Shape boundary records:
# # # # #
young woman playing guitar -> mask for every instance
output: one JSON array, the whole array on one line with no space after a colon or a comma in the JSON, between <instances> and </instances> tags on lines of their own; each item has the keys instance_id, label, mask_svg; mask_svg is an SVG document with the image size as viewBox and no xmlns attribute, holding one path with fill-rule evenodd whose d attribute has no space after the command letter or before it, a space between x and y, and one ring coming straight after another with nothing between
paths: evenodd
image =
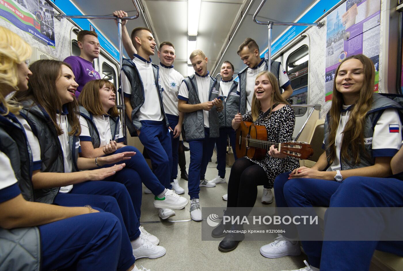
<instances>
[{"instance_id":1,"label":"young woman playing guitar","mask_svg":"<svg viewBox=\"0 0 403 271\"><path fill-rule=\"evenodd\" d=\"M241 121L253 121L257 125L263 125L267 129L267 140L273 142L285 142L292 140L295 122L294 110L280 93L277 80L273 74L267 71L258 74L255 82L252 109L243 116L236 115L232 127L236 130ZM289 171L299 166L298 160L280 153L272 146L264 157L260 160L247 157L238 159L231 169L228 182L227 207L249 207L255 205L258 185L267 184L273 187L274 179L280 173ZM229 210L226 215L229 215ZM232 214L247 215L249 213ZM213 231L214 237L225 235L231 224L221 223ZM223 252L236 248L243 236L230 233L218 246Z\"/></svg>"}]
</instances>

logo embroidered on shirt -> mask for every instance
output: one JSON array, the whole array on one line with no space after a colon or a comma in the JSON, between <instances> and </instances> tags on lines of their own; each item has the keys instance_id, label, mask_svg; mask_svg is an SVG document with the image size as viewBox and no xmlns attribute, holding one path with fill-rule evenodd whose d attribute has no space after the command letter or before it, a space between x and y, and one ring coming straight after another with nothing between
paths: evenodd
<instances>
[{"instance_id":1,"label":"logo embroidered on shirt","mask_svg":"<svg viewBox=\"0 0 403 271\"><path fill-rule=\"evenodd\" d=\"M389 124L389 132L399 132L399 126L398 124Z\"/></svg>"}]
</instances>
# # # # #
Your goal: Extract every line of the material above word for word, leaving out the pictures.

Final result:
young woman playing guitar -> mask for every instance
output: one JSON array, the whole array on one line with no space after a colon or a comma in the JSON, between <instances> and </instances> tags on lines of their own; each item has the keys instance_id, label, mask_svg; mask_svg is an SVG document with the image size as viewBox and no xmlns attribute, holding one path with fill-rule evenodd whose d attribute has no space after the command letter or before it, a space between x and y, and one ring coming straight after another with nothing between
paths: evenodd
image =
<instances>
[{"instance_id":1,"label":"young woman playing guitar","mask_svg":"<svg viewBox=\"0 0 403 271\"><path fill-rule=\"evenodd\" d=\"M241 121L253 121L257 125L263 125L267 129L267 140L273 142L285 142L292 140L295 122L294 110L280 93L277 80L273 74L267 71L258 74L255 82L252 109L243 116L236 115L232 127L236 130ZM289 171L299 166L298 160L280 153L272 146L264 157L260 160L247 157L238 159L231 169L228 182L227 207L249 207L255 205L258 185L267 184L273 187L274 179L280 173ZM229 210L226 215L229 215ZM232 214L247 215L249 213ZM213 231L214 237L225 235L231 224L221 223ZM223 252L236 248L243 236L230 233L218 246Z\"/></svg>"}]
</instances>

logo embroidered on shirt -> mask for every instance
output: one JSON array, the whole array on one line with no space after a colon or a comma in the JSON, between <instances> and </instances> tags on lines of their own; each item has the keys instance_id, label, mask_svg; mask_svg is an SVG document with the image size as viewBox and no xmlns attribute, holding one path with fill-rule evenodd whose d attribute has no space after the command letter or before it, a space between x and y, and one ring coming straight after another with nothing between
paths: evenodd
<instances>
[{"instance_id":1,"label":"logo embroidered on shirt","mask_svg":"<svg viewBox=\"0 0 403 271\"><path fill-rule=\"evenodd\" d=\"M389 124L389 132L399 132L399 126L398 124Z\"/></svg>"}]
</instances>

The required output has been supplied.